====== SELECTED EXCERPT

I thought it was "no more than 8 hours a day".

Yeah, and that includes potions and scrolls. If you make a 50 GP potion or 25 GP scroll, you can no longer craft another magic item that day. That's so lame!


Doomed Hero wrote:

I once had a crafter who built a workshop inside a Portable Hole. He use Animate Object to staff it, and had his Valet Familiar oversee the work.

He was able to get about 36 total crafting hours a day out of it without lifting a finger himself, and could work on 4 of 5 different projects at once.

He would pretty routinely use Polymorph Any Object to just make whatever raw materials he needed and then restock the shop with them. Any specialty materials (things outside the scope of Polymorph) he could access with Teleportation or a Ring Gate who's mate was back at the party's base of operations.

He had a self-brewing alchemical lab that could crank out about 20 gallons of alchemical consumables a day. (He once used Dust of Dryness to soak up about 1000 gallons of Holy Water, and then later used it to turn a nasty temple full of demons into God's personal swimming pool.)

He could crank out about 10,000 gp worth of magic item crafting a day (doubled if he took a personal hand in things). Whatever we needed , he could make. That was his whole gimmick. He was fantasy-land's Tony Stark.

Even with that degree of manufacturing capacity, the game went fine. It became part of the narrative. The GM just stopped handing out material rewards. It was assumed that anything we found got tossed into the workshop to be sold or turned into the things we actually wanted. The players would just plan out their next level's gear in advance, and the GM would let us know when it was "done being made."

Every once in a while, the GM would just say "Throg, the Flaming Sword you wanted is on the rack in the workshop when you wake up."

What that approach did was significantly reduce the amount of time spent on bean-counting and shopping trips. The payers felt like they were getting exactly what they wanted, the GM had a great reason to actually give the players the things they want rather than resort to "of course there's a magic doubleaxe in this treasure horde! What a coincidence that is the barbarian's weapon...

I really like this idea, and that is the kind of thing I'd like to aim for. The hands off approach allows for a lot more freedom and creativity in role-playing while saving everyone a lot of precious time.

I don't want to break anything, I want a feasible reason for our group to go from absolute nobodies to amazing demon vanquishers in two years, having money to establish keeps, rally and outfit armies, make deals with celestials and nations alike, and wage a truly epic war against Hell without the DM constantly having to hold back because, realistically, we would lose so hard our brains would kaleidoscope and we'd die alone and drooling out of the corners of our mouths, unable to fathom the horrors of the end of our world.

A smart demom army full of mythic creatures would scry out their threats, teleport onto them en masse in the hundreds, then use mythic anti-magic fields to keep us from doing shit about it while they shredded us. Without anti-magic fields, they could obliterate us with mythic save-or-die spells while binding us against teleportation. I can't make 40+ save-or-dies a round. Without some serious magic to keep them misinformed, restrict their scrying, protect our allies, ferret out corruption, detect invisibility ALL the time, block out teleportation, and protect us from magic... we would die. Demons are really smart, and unless we can take away their greatest strengths we are lost.

============

THE EXERCISE — Can you print the part of the crafting discussion above from "I thought it" up to and including "base of operations."?

====== COLLECTED MATERIAL

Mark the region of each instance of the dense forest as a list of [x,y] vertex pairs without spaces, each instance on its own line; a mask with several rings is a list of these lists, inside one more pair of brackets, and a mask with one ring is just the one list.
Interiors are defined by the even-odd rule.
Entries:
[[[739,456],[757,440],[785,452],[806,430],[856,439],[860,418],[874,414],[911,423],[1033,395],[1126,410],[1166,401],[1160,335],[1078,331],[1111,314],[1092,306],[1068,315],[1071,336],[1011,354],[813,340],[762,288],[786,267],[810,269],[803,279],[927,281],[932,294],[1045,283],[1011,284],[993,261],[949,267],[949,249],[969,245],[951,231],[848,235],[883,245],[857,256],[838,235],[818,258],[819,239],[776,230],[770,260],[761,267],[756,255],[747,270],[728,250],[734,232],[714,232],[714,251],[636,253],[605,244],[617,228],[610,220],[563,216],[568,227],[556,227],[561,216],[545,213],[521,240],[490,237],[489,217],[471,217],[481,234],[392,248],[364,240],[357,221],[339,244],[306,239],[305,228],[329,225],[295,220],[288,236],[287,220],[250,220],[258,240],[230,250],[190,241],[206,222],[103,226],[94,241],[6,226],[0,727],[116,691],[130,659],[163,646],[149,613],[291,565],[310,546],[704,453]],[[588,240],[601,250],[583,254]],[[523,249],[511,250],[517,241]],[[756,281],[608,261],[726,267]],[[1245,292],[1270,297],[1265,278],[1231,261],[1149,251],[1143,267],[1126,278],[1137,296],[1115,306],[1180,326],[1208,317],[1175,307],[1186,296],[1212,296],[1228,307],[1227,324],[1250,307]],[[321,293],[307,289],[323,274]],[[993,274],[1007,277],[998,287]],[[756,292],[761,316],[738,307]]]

============

WRITTEN ANSWER —
I thought it was "no more than 8 hours a day".

Yeah, and that includes potions and scrolls. If you make a 50 GP potion or 25 GP scroll, you can no longer craft another magic item that day. That's so lame!


Doomed Hero wrote:

I once had a crafter who built a workshop inside a Portable Hole. He use Animate Object to staff it, and had his Valet Familiar oversee the work.

He was able to get about 36 total crafting hours a day out of it without lifting a finger himself, and could work on 4 of 5 different projects at once.

He would pretty routinely use Polymorph Any Object to just make whatever raw materials he needed and then restock the shop with them. Any specialty materials (things outside the scope of Polymorph) he could access with Teleportation or a Ring Gate who's mate was back at the party's base of operations.